Abadie, J., Abbott, B. P., Abbott, R., Abbott, T. D., Abernathy, M., Accadia, T., et al. (2012). First Low-Latency LIGO+Virgo Search for Binary Inspirals and their Electromagnetic Counterparts. Astronomy and Astrophysics, 541: A155. doi:10.1051/0004-6361/201218860.


Zitierlink: https://hdl.handle.net/11858/00-001M-0000-000E-B1DA-8
Zusammenfassung
Aims. The detection and measurement of gravitational-waves from coalescing
neutron-star binary systems is an important science goal for ground-based
gravitational-wave detectors. In addition to emitting gravitational-waves at
frequencies that span the most sensitive bands of the LIGO and Virgo detectors,
these sources are also amongst the most likely to produce an electromagnetic
counterpart to the gravitational-wave emission. A joint detection of the
gravitational-wave and electromagnetic signals would provide a powerful new
probe for astronomy.

(Coordinate annotation entries)

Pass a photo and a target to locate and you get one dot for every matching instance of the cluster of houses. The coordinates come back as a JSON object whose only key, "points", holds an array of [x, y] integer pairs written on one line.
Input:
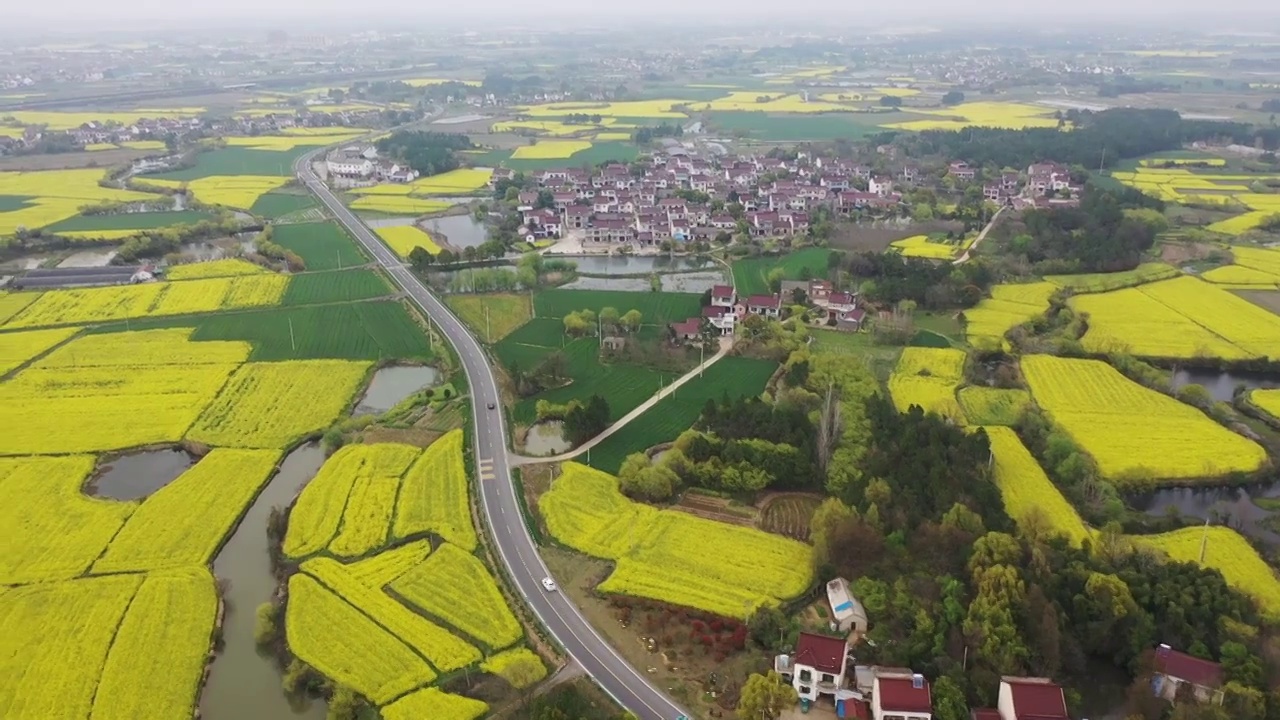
{"points": [[649, 204], [727, 309], [361, 167], [823, 669]]}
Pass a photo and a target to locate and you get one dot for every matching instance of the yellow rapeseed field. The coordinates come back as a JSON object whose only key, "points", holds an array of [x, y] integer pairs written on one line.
{"points": [[1013, 115], [186, 522], [63, 531], [735, 572], [405, 238], [17, 349], [928, 377], [1009, 306], [1028, 492], [1226, 552], [551, 149], [1137, 436], [277, 404], [105, 304]]}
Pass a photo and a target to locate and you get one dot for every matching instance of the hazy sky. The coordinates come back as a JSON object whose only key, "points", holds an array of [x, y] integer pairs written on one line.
{"points": [[146, 14]]}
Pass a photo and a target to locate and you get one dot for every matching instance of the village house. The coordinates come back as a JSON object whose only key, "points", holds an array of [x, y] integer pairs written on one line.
{"points": [[1175, 670], [1031, 698], [901, 696]]}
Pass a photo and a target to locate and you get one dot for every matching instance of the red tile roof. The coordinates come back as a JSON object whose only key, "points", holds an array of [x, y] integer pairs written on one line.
{"points": [[1184, 666], [899, 695], [1037, 698], [824, 654]]}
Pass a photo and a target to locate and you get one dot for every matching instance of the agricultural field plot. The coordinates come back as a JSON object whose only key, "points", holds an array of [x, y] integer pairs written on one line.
{"points": [[492, 317], [752, 274], [443, 650], [186, 522], [1104, 282], [56, 642], [63, 529], [519, 666], [336, 638], [228, 268], [318, 514], [624, 386], [95, 408], [277, 404], [403, 238], [1009, 306], [1228, 552], [735, 570], [1137, 436], [657, 308], [352, 331], [128, 222], [1179, 318], [156, 662], [337, 286], [434, 496], [240, 192], [1028, 493], [17, 349], [1011, 115], [50, 196], [992, 406], [274, 205], [232, 162], [929, 249], [398, 205], [734, 377], [437, 705], [105, 304], [928, 377], [323, 246], [455, 587]]}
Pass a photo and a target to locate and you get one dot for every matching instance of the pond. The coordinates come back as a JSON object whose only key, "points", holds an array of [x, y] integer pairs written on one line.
{"points": [[1230, 506], [460, 231], [1221, 383], [632, 265], [393, 384], [547, 438], [243, 684], [140, 474]]}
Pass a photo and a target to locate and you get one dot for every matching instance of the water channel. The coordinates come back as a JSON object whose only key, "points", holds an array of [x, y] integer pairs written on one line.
{"points": [[131, 477], [393, 384], [243, 684], [1223, 383]]}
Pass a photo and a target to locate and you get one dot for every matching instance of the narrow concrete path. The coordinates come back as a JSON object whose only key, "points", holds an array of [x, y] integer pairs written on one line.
{"points": [[982, 236], [726, 345]]}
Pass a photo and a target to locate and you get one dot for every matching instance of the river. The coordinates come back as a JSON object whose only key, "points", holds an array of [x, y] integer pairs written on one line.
{"points": [[1221, 383], [243, 684]]}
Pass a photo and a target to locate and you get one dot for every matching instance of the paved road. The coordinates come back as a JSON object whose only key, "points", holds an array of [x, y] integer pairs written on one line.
{"points": [[498, 493]]}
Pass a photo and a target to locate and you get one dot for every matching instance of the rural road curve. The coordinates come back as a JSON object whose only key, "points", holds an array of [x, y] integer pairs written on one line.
{"points": [[510, 534], [982, 236], [629, 417]]}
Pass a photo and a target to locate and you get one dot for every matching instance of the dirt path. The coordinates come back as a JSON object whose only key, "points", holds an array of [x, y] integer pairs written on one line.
{"points": [[982, 236], [726, 343]]}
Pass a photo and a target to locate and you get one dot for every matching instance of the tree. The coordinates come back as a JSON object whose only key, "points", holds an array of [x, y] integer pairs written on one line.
{"points": [[766, 697], [631, 320]]}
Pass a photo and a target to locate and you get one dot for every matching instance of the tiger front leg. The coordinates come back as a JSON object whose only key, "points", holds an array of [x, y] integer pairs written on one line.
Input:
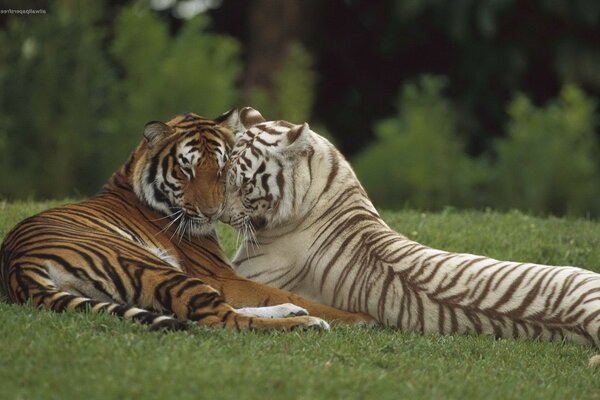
{"points": [[192, 299]]}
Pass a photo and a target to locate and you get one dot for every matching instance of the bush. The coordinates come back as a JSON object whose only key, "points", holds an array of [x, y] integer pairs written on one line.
{"points": [[549, 161], [292, 94], [75, 95], [419, 159]]}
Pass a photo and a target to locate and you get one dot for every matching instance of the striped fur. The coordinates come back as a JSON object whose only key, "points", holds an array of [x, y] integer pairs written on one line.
{"points": [[312, 229], [145, 248]]}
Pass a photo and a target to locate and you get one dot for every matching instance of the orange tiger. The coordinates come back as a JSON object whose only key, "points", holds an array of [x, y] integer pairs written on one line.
{"points": [[145, 247]]}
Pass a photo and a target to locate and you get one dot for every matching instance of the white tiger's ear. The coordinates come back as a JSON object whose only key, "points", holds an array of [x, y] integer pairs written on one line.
{"points": [[298, 138], [240, 121], [155, 131], [250, 117], [229, 119]]}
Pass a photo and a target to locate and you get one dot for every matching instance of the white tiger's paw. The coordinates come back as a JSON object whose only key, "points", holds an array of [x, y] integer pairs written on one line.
{"points": [[279, 311], [317, 323]]}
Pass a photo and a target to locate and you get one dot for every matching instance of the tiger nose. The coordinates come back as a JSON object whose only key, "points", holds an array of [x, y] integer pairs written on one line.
{"points": [[211, 212]]}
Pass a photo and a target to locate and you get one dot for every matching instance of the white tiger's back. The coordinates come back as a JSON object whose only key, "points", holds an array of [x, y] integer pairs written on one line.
{"points": [[334, 247]]}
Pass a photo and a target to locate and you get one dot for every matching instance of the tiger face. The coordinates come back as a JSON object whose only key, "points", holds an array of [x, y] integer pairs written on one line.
{"points": [[180, 170], [266, 175]]}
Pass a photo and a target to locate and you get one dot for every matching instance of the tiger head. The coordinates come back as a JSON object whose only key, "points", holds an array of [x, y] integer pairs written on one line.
{"points": [[179, 169], [268, 175]]}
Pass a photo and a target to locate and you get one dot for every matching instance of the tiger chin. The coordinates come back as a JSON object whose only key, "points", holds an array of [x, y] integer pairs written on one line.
{"points": [[145, 248], [311, 229]]}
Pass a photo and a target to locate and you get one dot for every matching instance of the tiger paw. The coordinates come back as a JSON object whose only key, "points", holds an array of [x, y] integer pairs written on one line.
{"points": [[279, 311], [317, 324]]}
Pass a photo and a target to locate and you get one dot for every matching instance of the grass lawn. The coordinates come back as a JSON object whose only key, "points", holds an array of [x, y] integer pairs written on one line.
{"points": [[73, 355]]}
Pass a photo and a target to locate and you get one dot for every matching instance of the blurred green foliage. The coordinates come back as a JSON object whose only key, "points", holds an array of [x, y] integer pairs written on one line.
{"points": [[492, 128], [75, 95], [292, 95], [419, 159], [549, 162]]}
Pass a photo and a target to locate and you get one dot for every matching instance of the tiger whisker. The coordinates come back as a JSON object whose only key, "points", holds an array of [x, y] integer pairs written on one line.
{"points": [[165, 217]]}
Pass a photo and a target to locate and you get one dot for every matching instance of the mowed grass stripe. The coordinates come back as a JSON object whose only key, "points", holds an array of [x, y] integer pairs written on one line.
{"points": [[73, 355]]}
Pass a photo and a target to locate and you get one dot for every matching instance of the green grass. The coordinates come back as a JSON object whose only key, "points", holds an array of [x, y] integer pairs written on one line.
{"points": [[45, 355]]}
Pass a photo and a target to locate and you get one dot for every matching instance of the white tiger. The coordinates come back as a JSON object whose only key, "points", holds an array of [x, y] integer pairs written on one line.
{"points": [[310, 228]]}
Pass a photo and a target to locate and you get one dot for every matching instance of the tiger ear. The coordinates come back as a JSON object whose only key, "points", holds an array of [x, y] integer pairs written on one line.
{"points": [[230, 120], [240, 121], [250, 117], [155, 131], [298, 138]]}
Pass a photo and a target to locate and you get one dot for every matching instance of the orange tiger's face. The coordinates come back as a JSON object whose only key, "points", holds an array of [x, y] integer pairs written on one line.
{"points": [[180, 170]]}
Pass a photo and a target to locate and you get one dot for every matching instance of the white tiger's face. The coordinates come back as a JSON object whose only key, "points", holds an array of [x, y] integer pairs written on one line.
{"points": [[259, 193]]}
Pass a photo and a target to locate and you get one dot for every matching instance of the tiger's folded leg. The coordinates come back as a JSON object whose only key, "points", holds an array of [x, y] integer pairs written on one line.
{"points": [[35, 284], [241, 292], [192, 299]]}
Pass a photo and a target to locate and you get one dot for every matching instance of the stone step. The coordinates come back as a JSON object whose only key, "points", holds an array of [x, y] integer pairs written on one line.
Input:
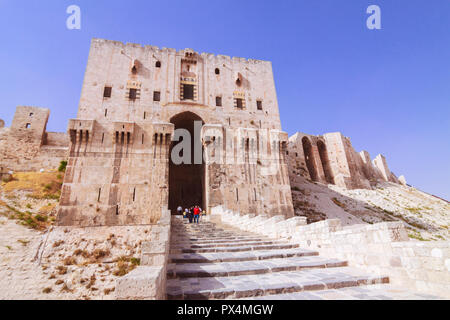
{"points": [[235, 243], [203, 236], [239, 256], [371, 292], [235, 248], [229, 269], [269, 283], [175, 239]]}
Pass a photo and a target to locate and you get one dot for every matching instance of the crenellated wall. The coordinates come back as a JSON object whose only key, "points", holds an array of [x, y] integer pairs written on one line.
{"points": [[331, 159], [26, 146]]}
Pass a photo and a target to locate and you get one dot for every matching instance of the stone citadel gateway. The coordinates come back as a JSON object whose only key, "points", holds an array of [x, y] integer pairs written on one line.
{"points": [[118, 148]]}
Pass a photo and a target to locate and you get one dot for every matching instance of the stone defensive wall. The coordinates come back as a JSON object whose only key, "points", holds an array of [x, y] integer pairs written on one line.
{"points": [[331, 159], [148, 281], [27, 146], [381, 248]]}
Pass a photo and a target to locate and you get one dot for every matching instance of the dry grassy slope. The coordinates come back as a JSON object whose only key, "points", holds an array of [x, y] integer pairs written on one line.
{"points": [[426, 217], [40, 261]]}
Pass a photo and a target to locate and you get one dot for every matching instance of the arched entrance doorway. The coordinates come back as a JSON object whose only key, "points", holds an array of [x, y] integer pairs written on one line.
{"points": [[309, 158], [325, 161], [186, 180]]}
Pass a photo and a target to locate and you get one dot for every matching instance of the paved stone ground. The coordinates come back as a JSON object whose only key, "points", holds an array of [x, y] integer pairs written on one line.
{"points": [[210, 261]]}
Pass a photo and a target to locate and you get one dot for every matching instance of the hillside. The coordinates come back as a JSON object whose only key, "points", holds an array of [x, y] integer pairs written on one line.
{"points": [[426, 217]]}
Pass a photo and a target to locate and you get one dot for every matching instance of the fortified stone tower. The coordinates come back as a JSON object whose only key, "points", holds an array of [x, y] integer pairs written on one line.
{"points": [[134, 97]]}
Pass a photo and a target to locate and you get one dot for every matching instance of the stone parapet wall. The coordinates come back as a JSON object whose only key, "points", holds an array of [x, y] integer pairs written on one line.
{"points": [[331, 159], [382, 248], [26, 146], [57, 139]]}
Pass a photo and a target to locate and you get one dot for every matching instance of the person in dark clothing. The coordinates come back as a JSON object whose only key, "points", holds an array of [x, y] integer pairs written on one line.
{"points": [[196, 214], [190, 216]]}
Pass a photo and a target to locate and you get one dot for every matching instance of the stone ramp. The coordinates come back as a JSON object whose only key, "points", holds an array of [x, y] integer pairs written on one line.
{"points": [[211, 261]]}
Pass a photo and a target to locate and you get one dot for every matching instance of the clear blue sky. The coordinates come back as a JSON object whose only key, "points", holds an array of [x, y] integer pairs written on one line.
{"points": [[388, 90]]}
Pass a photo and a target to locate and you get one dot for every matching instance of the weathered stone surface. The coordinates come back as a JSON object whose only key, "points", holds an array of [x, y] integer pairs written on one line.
{"points": [[143, 283]]}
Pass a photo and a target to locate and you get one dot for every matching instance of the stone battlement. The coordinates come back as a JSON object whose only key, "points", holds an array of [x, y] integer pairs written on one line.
{"points": [[156, 49]]}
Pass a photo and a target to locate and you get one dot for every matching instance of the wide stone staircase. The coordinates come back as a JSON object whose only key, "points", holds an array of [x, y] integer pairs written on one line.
{"points": [[212, 261]]}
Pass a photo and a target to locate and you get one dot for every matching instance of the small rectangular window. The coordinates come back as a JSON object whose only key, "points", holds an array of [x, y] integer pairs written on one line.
{"points": [[188, 92], [132, 95], [218, 101], [107, 92], [259, 104]]}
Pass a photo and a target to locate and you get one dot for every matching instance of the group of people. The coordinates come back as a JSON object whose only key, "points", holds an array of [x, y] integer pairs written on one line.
{"points": [[193, 213]]}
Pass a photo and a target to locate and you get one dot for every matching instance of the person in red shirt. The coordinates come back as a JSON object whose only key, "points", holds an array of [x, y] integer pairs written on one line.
{"points": [[196, 214]]}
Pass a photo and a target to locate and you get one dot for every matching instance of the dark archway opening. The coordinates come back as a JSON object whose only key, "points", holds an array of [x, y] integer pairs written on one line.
{"points": [[325, 161], [309, 158], [186, 181]]}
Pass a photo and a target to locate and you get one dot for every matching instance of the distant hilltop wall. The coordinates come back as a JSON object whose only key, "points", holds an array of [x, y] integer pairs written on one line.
{"points": [[26, 146], [331, 159]]}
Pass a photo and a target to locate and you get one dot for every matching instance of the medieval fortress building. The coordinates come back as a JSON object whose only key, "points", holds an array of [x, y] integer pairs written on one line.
{"points": [[133, 100]]}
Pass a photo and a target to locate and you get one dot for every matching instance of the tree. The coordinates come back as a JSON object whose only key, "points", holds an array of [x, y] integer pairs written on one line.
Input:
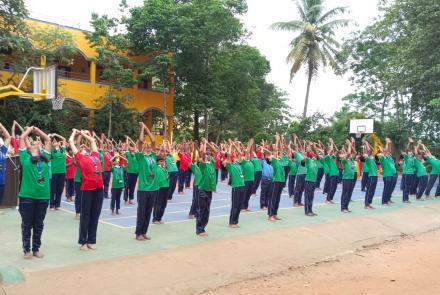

--- Work instructions ---
1. According to the LIGO+Virgo abstract, what would a joint detection of the gravitational-wave and electromagnetic signals provide?
2. Decide whether each statement agrees with the LIGO+Virgo abstract, and support each yes or no with the deciding words quoted from it.
(a) Coalescing neutron-star binaries emit gravitational waves at frequencies that span the most sensitive bands of the LIGO and Virgo detectors.
(b) Detecting gravitational waves from coalescing neutron-star binaries is a science goal for space-based detectors.
(c) These sources are among the most likely to produce an electromagnetic counterpart to the gravitational-wave emission.
3. Resume the LIGO+Virgo abstract after its final sentence, and keep writing it in the same style.

--- The replies ---
1. A powerful new probe for astronomy.

2.
(a) Yes: "emitting gravitational-waves at frequencies that span the most sensitive bands of the LIGO and Virgo detectors"
(b) No: "an important science goal for ground-based gravitational-wave detectors"
(c) Yes: "these sources are also amongst the most likely to produce an electromagnetic counterpart to the gravitational-wave emission"

3.
Methods. During the period between September 19 and October 20, 2010, the
first low-latency search for gravitational-waves from binary inspirals in LIGO
and Virgo data was conducted. The resulting triggers were sent to
electromagnetic observatories for followup. We describe the generation and
processing of the low-latency gravitational-wave triggers. The results of the
electromagnetic image analysis will be described elsewhere.
Results. Over the course of the science run, three gravitational-wave
triggers passed all of the low-latency selection cuts. Of these, one was
followed up by several of our observational partners. Analysis of the
gravitational-wave data leads to an estimated false alarm rate of once every
6.4 days, falling far short of the requirement for a detection based solely on
gravitational-wave data.